UPDATE: I forgot to mention that I used q8 of all models.
So I've had a lot of interest in the non-code 34b Finetunes, whether it's CodeLlama base or Yi base. From the old Samantha-34b and Synthia-34b to the new Dolphin-Yi and Nous-Capybara 34b models, I've been excited for each one because it fills a gap that needs filling.
My problem is that I can't seem to wrangle these fine-tunes into working right for me. I use Oobabooga (text-gen-ui), and always try to choose the correct instruction template either specified on the card or on TheBloke's page, but the models never seem to be happy with the result, and either get confused very easily or output odd gibberish from time to time.
For both Yi models, I am using the newest ggufs that TheBloke put out... yesterday? Give or take. But I've tried the past 2-3 different ggufs for the same model he's updated with when they came out.
The best luck I've had with the new Yi models was doing just plain chat mode with my AI Assistant's character prompt as the only thing being sent in, but even then both Yi fine-tunes that I tried eventually broke down after a few thousand context.
For example, after a bit of chattering with the models I tried a very simple little test on both: "Please write me two paragraphs. The content of the paragraphs is irrelevant, just please write two separate paragraphs about anything at all." I did that because previous versions of these two struggled to make a new line, so I just wanted to see what would happen. This absolutely confused the models, and the results were wild.
Has anyone had luck getting them to work? They appear to have so much potential, especially Nous Capybara which went toe to toe with GPT-4 in this benchmark, but I'm failing miserably at unlocking its full potential lol. If you have gotten it to work, could you please specify what settings/instructions you're using?

Explore the material
1. Answer these questions about the post on 34b fine-tunes:
(a) Which quantization did the poster use for every model?
(b) What interface does the poster run the models in?
(c) In which mode did the poster have the best luck with the new Yi models?
2. List every 34b fine-tuned model that the post on 34b fine-tunes names.

Provided material
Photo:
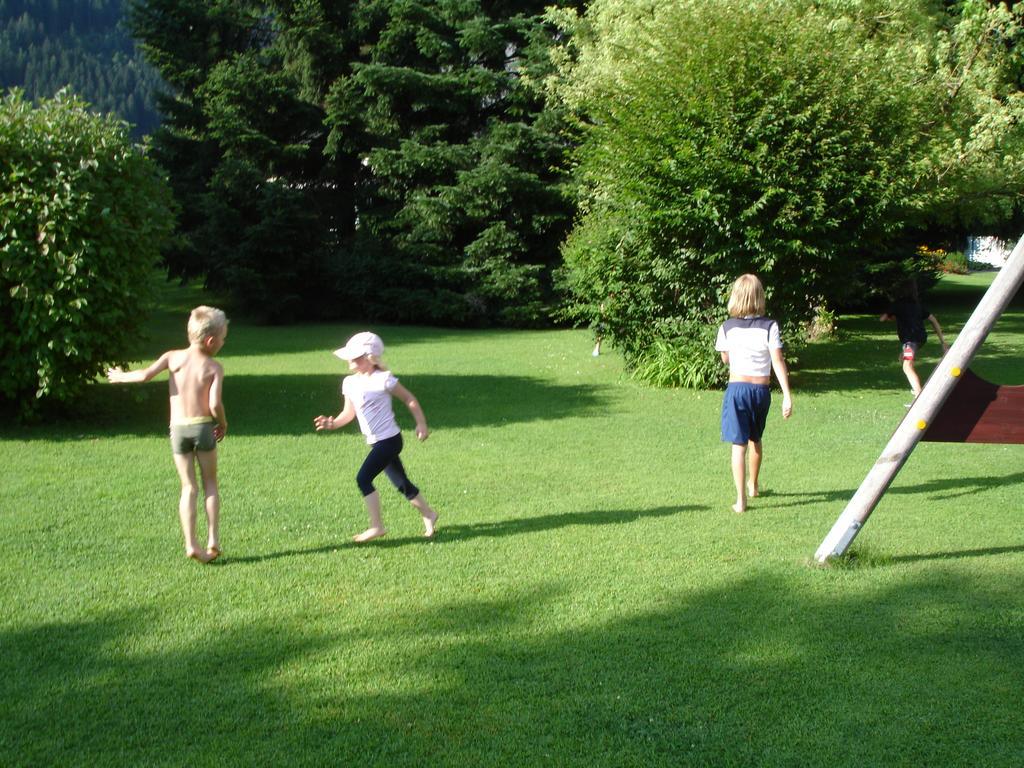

Answer set
1.
(a) q8
(b) Oobabooga (text-gen-ui)
(c) Plain chat mode, with the AI Assistant's character prompt as the only thing sent in

2.
Samantha-34b
Synthia-34b
Dolphin-Yi
Nous-Capybara 34b